* **Goal of the exercise**:
Can you copy all of the material below line for line, without changing a single character?
[START OF Records provided]
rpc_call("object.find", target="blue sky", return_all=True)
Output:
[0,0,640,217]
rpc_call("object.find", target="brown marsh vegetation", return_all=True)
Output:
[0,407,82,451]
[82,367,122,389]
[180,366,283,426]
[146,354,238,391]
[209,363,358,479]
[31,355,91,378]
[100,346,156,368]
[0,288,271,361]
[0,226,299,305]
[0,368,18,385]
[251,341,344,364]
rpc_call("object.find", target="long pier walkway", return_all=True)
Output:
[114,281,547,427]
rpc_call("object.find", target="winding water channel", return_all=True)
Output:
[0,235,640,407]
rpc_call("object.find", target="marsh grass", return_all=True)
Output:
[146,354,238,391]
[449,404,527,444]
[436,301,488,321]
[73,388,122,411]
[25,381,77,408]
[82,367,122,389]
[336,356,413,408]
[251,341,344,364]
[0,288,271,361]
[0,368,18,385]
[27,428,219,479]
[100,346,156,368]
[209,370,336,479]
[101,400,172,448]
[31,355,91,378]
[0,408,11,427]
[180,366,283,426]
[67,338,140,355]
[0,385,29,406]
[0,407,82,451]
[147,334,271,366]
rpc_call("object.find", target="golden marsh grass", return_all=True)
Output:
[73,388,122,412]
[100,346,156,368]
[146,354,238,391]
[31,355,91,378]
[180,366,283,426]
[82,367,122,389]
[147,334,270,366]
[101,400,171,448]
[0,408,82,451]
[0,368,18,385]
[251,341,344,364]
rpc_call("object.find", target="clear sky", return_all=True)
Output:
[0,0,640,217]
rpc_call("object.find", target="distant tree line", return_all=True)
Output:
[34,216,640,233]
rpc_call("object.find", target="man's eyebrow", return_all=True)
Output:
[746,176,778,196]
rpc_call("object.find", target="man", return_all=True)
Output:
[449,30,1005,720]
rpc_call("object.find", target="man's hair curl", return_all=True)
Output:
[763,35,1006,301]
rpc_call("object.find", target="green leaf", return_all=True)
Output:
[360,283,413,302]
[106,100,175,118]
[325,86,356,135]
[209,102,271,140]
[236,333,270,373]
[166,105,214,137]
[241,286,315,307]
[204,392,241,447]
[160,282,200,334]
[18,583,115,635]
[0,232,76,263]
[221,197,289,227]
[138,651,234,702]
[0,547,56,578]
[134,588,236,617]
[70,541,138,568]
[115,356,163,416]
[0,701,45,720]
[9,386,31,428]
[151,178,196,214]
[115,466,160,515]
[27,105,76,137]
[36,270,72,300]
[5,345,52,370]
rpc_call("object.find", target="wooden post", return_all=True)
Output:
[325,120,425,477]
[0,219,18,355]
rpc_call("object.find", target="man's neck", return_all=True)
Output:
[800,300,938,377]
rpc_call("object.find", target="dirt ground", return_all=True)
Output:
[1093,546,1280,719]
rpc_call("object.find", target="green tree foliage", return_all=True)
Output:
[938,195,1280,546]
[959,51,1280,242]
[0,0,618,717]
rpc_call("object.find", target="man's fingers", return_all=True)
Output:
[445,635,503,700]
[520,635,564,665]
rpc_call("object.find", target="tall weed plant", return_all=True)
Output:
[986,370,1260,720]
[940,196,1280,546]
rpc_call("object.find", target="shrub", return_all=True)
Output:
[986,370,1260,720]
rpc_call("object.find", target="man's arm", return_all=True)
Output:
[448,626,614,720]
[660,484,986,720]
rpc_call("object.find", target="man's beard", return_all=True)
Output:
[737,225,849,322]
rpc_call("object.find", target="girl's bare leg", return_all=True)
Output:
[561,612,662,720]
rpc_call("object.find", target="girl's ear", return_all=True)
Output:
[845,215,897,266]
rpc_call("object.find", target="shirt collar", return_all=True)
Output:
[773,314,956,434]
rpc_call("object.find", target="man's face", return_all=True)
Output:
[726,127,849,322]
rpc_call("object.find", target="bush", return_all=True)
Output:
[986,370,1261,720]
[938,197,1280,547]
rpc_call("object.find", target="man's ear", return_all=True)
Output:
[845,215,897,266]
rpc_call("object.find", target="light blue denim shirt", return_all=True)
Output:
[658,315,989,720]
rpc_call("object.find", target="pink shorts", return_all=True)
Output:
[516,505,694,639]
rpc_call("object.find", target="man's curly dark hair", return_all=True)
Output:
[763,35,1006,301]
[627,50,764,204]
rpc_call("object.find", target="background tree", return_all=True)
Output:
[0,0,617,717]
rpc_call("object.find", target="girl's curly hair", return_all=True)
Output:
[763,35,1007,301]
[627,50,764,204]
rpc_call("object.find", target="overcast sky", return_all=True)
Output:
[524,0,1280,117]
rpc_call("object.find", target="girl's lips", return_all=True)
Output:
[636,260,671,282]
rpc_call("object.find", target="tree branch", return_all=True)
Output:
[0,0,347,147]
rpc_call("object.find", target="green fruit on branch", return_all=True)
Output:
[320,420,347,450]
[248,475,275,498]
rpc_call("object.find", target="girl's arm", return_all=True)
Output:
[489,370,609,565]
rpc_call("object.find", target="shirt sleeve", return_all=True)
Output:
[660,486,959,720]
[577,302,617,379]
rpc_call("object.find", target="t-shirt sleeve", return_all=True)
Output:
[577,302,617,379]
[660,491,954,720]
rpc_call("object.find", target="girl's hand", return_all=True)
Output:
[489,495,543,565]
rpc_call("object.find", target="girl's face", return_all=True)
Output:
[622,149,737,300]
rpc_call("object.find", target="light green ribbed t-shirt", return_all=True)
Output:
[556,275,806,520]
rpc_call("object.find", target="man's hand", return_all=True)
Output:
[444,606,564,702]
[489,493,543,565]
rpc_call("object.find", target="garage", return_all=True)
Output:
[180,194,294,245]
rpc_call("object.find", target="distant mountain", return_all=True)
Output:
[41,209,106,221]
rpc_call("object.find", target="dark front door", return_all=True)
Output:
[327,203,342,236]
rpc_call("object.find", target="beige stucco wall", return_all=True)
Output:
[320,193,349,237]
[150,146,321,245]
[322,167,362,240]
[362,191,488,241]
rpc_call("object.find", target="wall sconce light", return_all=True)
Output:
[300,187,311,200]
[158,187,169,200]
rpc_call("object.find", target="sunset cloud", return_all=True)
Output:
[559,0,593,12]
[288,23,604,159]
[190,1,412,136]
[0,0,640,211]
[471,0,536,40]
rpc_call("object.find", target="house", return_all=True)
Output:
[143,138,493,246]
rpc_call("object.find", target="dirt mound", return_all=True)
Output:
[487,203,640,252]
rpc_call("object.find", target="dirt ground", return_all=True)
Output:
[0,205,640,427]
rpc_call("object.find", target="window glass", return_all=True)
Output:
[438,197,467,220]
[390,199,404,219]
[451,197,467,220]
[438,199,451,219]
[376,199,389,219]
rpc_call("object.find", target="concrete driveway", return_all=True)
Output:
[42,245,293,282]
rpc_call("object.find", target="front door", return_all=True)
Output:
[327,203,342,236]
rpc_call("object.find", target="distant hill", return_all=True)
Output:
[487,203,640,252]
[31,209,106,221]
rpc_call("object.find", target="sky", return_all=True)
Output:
[END OF Records provided]
* **Exercise output**:
rpc_call("object.find", target="blue sky", return_all=True)
Output:
[0,0,640,217]
rpc_call("object.find", target="brown marsh vegetation", return_all=True)
Output:
[0,407,82,451]
[82,367,122,389]
[180,366,283,426]
[146,354,238,391]
[209,363,358,479]
[31,355,91,378]
[100,346,156,368]
[0,288,271,361]
[0,226,299,305]
[0,368,18,385]
[251,341,344,364]
rpc_call("object.find", target="long pier walkway", return_all=True)
Output:
[114,281,547,427]
rpc_call("object.find", target="winding water channel", return_all=True)
Output:
[0,235,640,407]
rpc_call("object.find", target="marsh grass", return_all=True)
Output:
[146,354,238,391]
[449,404,527,444]
[436,301,488,321]
[73,388,122,411]
[25,381,77,408]
[82,367,122,389]
[336,356,413,408]
[251,341,344,364]
[0,288,271,361]
[0,368,18,385]
[27,428,219,479]
[100,346,156,368]
[209,370,336,479]
[101,400,172,448]
[31,355,91,378]
[0,408,11,427]
[180,366,283,426]
[67,338,140,355]
[0,385,29,406]
[0,407,82,451]
[147,334,271,366]
rpc_call("object.find", target="golden marsh grass", return_all=True)
Output:
[73,388,122,412]
[100,346,156,368]
[146,354,238,391]
[31,355,91,378]
[180,366,283,426]
[82,367,122,389]
[147,334,270,366]
[101,400,171,448]
[0,408,82,451]
[0,368,18,385]
[251,341,344,364]
rpc_call("object.find", target="clear sky", return_all=True)
Output:
[0,0,640,217]
rpc_call("object.find", target="distant tree line", return_all=True)
Output:
[34,216,640,233]
rpc_call("object.find", target="man's eyebrow", return_all=True)
Output:
[746,176,778,196]
rpc_call("object.find", target="man", return_all=True)
Output:
[449,30,1005,720]
rpc_call("object.find", target="man's hair curl", return_all=True)
Output:
[763,35,1006,301]
rpc_call("object.find", target="green leaf", return_all=True)
Output:
[360,283,413,302]
[106,100,175,118]
[325,86,356,135]
[209,102,271,140]
[236,333,270,373]
[166,105,214,137]
[241,286,315,307]
[204,392,241,447]
[160,282,200,334]
[18,583,115,635]
[0,232,76,263]
[221,197,289,227]
[138,651,234,702]
[0,547,56,578]
[134,588,236,617]
[70,541,138,568]
[115,356,163,416]
[0,701,45,720]
[9,386,31,428]
[151,178,196,214]
[115,466,160,515]
[27,105,76,137]
[36,270,72,300]
[5,345,52,370]
rpc_call("object.find", target="wooden post", return_all=True)
Output:
[325,120,425,477]
[0,219,18,355]
rpc_call("object.find", target="man's neck", return_all=True)
Output:
[800,300,938,377]
rpc_call("object.find", target="dirt ground", return_all=True)
Output:
[1093,546,1280,719]
rpc_call("object.find", target="green tree foliage", return_all=True)
Output:
[938,195,1280,546]
[959,51,1280,242]
[0,0,618,717]
rpc_call("object.find", target="man's fingers", return_all=True)
Output:
[445,635,503,700]
[520,635,564,665]
rpc_call("object.find", target="tall weed plant", return_all=True)
Output:
[986,370,1260,720]
[940,196,1280,546]
rpc_call("object.find", target="shrub", return_all=True)
Output:
[986,370,1260,720]
rpc_call("object.find", target="man's arm", return_all=True)
Output:
[448,626,614,720]
[660,484,986,720]
rpc_call("object.find", target="man's beard", return_all=True)
Output:
[737,225,849,322]
rpc_call("object.find", target="girl's bare leg", return_all=True)
Output:
[561,612,662,720]
rpc_call("object.find", target="girl's ear", return_all=True)
Output:
[845,215,897,266]
rpc_call("object.find", target="shirt collar", return_all=True)
Output:
[773,314,956,434]
rpc_call("object.find", target="man's face", return_all=True)
Output:
[726,127,849,322]
rpc_call("object.find", target="bush", return_all=True)
Output:
[986,370,1261,720]
[938,197,1280,547]
rpc_call("object.find", target="man's ear", return_all=True)
Output:
[845,215,897,266]
rpc_call("object.find", target="light blue denim shirt", return_all=True)
Output:
[658,315,989,720]
rpc_call("object.find", target="pink shorts", return_all=True)
Output:
[516,505,694,639]
rpc_call("object.find", target="man's curly dark hair", return_all=True)
Output:
[763,35,1006,301]
[627,50,764,204]
rpc_call("object.find", target="background tree", return_all=True)
Output:
[0,0,617,717]
rpc_call("object.find", target="girl's curly hair", return_all=True)
Output:
[763,35,1007,301]
[627,50,764,204]
rpc_call("object.find", target="overcast sky", return_all=True)
Output:
[524,0,1280,117]
rpc_call("object.find", target="girl's lips", return_all=True)
Output:
[636,260,671,282]
rpc_call("object.find", target="tree branch", return_all=True)
Output:
[0,0,347,147]
rpc_call("object.find", target="green fruit on branch", return_all=True)
Output:
[320,420,347,450]
[248,475,275,498]
rpc_call("object.find", target="girl's arm", return_all=True)
Output:
[489,370,609,565]
rpc_call("object.find", target="shirt sleeve", return_all=True)
Output:
[660,486,959,720]
[577,302,617,379]
rpc_call("object.find", target="t-shirt sleeve", return_all=True)
Output:
[577,302,617,379]
[660,491,954,720]
rpc_call("object.find", target="girl's hand", return_all=True)
Output:
[489,495,543,565]
rpc_call("object.find", target="girl's face", return_all=True)
Output:
[622,149,737,300]
rpc_call("object.find", target="light green ribbed t-shirt", return_all=True)
Output:
[556,275,806,520]
rpc_call("object.find", target="man's hand", return_all=True)
Output:
[444,606,564,702]
[489,493,543,565]
rpc_call("object.find", target="garage", return_all=True)
Output:
[180,194,294,245]
rpc_call("object.find", target="distant mountain", return_all=True)
Output:
[41,209,106,221]
rpc_call("object.find", target="dark front door", return_all=True)
Output:
[327,203,342,236]
rpc_call("object.find", target="beige stucco wall", return_all=True)
Output:
[320,193,349,237]
[150,146,321,245]
[322,167,362,240]
[362,191,488,241]
rpc_call("object.find", target="wall sconce light", return_all=True)
Output:
[300,187,311,200]
[158,187,169,200]
rpc_call("object.find", target="sunset cloud", return_all=True)
Output:
[559,0,593,12]
[288,23,604,159]
[190,1,412,136]
[0,0,640,211]
[471,0,536,40]
rpc_call("object.find", target="house", return_all=True)
Output:
[143,138,493,246]
rpc_call("object.find", target="dirt mound", return_all=True)
Output:
[487,203,640,252]
rpc_call("object.find", target="dirt ground", return_all=True)
Output:
[0,205,640,427]
rpc_call("object.find", target="window glass", return_all=True)
Output:
[438,197,467,220]
[390,199,404,219]
[451,197,467,220]
[438,199,451,219]
[376,199,389,219]
rpc_call("object.find", target="concrete driveway", return_all=True)
Output:
[42,245,293,282]
rpc_call("object.find", target="front door", return_all=True)
Output:
[327,203,342,236]
rpc_call("object.find", target="distant hill", return_all=True)
Output:
[487,203,640,252]
[31,209,106,221]
rpc_call("object.find", target="sky", return_all=True)
Output:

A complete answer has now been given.